--- Data for the task ---
┏━━

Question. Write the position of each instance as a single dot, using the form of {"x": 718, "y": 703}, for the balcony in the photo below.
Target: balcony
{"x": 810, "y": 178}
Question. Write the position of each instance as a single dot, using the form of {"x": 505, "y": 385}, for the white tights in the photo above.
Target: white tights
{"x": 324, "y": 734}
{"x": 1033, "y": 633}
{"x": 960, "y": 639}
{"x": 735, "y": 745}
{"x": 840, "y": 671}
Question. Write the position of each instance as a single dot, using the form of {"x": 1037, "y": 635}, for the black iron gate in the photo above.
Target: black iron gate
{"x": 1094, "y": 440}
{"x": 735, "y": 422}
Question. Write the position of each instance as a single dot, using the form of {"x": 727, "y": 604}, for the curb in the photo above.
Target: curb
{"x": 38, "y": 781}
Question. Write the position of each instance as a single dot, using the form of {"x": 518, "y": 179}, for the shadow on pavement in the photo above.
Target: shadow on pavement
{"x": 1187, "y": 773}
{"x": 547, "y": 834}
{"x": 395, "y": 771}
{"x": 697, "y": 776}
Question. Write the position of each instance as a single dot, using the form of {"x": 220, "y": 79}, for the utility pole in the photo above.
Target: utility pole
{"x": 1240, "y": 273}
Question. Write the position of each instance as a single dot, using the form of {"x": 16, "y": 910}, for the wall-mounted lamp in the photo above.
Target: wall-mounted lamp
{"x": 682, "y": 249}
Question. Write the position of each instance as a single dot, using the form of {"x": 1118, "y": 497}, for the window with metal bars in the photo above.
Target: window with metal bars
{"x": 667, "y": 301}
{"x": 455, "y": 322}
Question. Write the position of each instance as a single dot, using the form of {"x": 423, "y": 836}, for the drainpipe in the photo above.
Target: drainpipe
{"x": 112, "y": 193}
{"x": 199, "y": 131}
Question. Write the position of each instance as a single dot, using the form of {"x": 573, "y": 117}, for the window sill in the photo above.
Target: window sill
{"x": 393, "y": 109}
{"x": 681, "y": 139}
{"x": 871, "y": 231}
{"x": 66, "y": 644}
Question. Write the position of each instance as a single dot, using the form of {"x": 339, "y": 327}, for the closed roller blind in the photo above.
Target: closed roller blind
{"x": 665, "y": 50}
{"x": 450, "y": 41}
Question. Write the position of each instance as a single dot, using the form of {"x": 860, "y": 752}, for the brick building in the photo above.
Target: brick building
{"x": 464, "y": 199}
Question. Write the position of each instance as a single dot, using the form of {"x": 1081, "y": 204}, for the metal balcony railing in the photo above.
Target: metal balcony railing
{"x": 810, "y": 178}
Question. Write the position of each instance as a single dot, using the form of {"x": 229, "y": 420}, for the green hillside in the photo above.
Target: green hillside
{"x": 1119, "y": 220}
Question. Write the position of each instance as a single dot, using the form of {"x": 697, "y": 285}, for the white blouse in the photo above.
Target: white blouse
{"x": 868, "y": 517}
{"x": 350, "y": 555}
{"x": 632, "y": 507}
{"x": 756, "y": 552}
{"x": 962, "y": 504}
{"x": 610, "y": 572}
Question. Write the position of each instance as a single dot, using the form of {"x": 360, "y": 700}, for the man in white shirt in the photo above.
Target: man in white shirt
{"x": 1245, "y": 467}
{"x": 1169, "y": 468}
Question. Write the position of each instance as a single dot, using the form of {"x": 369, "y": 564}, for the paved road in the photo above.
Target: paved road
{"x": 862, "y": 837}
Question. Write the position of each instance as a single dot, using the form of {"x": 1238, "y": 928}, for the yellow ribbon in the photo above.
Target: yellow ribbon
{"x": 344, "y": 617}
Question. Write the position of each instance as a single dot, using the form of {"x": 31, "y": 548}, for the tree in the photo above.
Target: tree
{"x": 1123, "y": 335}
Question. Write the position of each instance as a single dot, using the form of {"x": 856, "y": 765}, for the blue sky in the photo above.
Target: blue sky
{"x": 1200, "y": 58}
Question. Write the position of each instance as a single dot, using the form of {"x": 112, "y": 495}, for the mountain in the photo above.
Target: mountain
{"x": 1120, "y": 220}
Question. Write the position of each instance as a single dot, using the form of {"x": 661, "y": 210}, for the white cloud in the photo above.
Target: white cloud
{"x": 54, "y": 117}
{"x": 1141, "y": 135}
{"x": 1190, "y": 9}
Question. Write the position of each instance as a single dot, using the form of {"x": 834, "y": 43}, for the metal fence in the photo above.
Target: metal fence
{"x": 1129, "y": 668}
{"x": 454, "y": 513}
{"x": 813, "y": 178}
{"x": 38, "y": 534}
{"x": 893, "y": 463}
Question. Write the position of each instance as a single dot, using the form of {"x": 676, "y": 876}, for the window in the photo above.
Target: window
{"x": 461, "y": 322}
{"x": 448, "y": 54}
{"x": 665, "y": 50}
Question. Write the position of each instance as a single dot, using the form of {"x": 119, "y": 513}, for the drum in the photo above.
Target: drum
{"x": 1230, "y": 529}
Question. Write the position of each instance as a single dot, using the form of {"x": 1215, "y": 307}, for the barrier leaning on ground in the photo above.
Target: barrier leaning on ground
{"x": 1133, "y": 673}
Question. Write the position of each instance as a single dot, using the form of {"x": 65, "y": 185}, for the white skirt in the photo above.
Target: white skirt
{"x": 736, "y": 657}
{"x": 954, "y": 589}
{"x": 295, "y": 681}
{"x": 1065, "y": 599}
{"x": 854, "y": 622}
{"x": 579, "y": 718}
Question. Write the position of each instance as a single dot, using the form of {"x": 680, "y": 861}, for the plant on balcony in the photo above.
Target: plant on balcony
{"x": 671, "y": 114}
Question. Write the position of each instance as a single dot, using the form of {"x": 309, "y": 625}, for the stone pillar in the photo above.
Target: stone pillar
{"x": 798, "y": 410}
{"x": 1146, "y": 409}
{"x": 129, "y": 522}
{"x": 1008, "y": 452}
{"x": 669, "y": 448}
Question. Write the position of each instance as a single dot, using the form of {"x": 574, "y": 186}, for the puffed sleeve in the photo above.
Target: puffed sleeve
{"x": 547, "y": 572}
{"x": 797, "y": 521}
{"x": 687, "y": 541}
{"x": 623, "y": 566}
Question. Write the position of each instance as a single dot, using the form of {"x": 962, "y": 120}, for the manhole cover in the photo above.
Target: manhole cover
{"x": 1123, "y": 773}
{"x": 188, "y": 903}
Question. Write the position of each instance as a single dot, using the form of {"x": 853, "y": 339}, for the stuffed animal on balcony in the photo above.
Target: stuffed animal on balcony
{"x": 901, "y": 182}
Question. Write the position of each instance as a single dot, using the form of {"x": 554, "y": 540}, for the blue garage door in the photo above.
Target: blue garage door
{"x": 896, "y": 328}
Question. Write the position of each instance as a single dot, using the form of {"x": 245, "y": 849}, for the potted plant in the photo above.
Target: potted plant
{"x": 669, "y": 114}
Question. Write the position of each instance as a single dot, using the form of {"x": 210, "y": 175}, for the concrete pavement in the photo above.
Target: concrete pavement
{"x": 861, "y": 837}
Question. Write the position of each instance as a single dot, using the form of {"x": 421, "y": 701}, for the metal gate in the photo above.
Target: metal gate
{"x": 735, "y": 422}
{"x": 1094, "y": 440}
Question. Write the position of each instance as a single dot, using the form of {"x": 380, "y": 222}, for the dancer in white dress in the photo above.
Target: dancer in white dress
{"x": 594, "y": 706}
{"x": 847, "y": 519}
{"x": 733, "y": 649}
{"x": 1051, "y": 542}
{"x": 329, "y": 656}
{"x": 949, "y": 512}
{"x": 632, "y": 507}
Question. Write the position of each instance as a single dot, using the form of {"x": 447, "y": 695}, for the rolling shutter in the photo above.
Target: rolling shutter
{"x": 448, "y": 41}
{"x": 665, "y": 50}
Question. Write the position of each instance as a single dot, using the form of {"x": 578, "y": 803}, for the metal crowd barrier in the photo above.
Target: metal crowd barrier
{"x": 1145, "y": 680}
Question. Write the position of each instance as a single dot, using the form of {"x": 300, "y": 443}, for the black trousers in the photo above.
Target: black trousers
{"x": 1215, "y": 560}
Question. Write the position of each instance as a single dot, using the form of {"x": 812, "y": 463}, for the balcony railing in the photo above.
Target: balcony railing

┗━━

--- Description of the task ---
Starting with the line that contains "dress in the photo above.", repeat each line through the last one exactly as it appears. Include both ends and nothing more.

--- Response to this exercise ---
Question. Write the position of each instance as a single dot, using the form of {"x": 380, "y": 222}, for the dancer in white dress in the photo above.
Target: dancer in white dress
{"x": 594, "y": 706}
{"x": 847, "y": 519}
{"x": 733, "y": 649}
{"x": 1051, "y": 542}
{"x": 329, "y": 656}
{"x": 949, "y": 512}
{"x": 632, "y": 507}
Question. Write the position of each instance as a single dot, using the form of {"x": 447, "y": 695}, for the rolling shutter in the photo above.
Target: rolling shutter
{"x": 448, "y": 41}
{"x": 665, "y": 50}
Question. Write the position of each instance as a single dot, using the form of {"x": 578, "y": 803}, for the metal crowd barrier in the photo above.
Target: metal crowd barrier
{"x": 1145, "y": 680}
Question. Write the position of each instance as a single dot, using the form of {"x": 300, "y": 443}, for the black trousers in the photo above.
Target: black trousers
{"x": 1215, "y": 560}
Question. Write the position of each instance as a single dot, using the form of {"x": 812, "y": 463}, for the balcony railing in the photo above.
Target: balcony railing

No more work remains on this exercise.